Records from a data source

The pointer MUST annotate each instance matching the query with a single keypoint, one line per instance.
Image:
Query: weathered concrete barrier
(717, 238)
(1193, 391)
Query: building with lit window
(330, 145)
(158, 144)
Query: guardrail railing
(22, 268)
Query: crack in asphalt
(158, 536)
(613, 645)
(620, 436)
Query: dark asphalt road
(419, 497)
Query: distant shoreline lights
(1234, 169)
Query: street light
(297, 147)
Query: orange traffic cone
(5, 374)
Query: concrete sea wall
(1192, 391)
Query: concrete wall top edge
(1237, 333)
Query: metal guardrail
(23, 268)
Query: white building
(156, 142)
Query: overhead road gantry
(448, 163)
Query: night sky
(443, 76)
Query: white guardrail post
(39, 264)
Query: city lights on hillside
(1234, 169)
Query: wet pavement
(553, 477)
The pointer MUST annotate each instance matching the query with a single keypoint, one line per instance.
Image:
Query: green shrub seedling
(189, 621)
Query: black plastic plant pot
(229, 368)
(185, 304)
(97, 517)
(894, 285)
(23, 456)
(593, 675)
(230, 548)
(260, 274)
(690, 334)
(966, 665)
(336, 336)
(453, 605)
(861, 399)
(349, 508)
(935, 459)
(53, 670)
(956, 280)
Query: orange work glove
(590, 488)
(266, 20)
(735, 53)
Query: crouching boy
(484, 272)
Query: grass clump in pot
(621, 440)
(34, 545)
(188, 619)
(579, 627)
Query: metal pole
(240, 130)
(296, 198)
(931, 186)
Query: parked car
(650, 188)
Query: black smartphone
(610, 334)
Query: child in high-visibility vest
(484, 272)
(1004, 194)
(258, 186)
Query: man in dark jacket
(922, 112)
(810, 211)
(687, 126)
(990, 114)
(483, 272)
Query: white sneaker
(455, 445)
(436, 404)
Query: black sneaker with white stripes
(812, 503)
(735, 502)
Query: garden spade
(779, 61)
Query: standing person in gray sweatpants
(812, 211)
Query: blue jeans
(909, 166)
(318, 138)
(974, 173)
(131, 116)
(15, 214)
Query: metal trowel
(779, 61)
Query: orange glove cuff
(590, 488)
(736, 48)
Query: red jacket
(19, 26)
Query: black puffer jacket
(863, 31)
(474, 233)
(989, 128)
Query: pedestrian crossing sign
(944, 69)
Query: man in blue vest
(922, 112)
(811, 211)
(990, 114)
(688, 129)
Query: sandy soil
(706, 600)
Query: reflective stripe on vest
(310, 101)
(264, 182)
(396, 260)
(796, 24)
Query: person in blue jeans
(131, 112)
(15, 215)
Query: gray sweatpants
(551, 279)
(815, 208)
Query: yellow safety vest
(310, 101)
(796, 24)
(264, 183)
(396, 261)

> [Instructions to follow] Rewrite the listing from its start through the line containing "(1192, 391)", both included, and keep every line. Shift each point coordinate by adding 118 to both of its numbers.

> [Solution]
The pointer MUST annotate each instance matching the query with a single keypoint, one line per instance.
Image:
Query: weathered concrete barrier
(835, 356)
(1311, 509)
Query: building with lit window
(448, 263)
(276, 262)
Query: guardrail railing
(140, 386)
Query: crack in asphalt
(276, 654)
(731, 763)
(738, 554)
Query: dark asphalt road
(537, 615)
Query: distant shoreline lights
(1352, 287)
Query: street light
(415, 265)
Query: orange traffic cone
(123, 492)
Query: concrete sea wall
(1310, 509)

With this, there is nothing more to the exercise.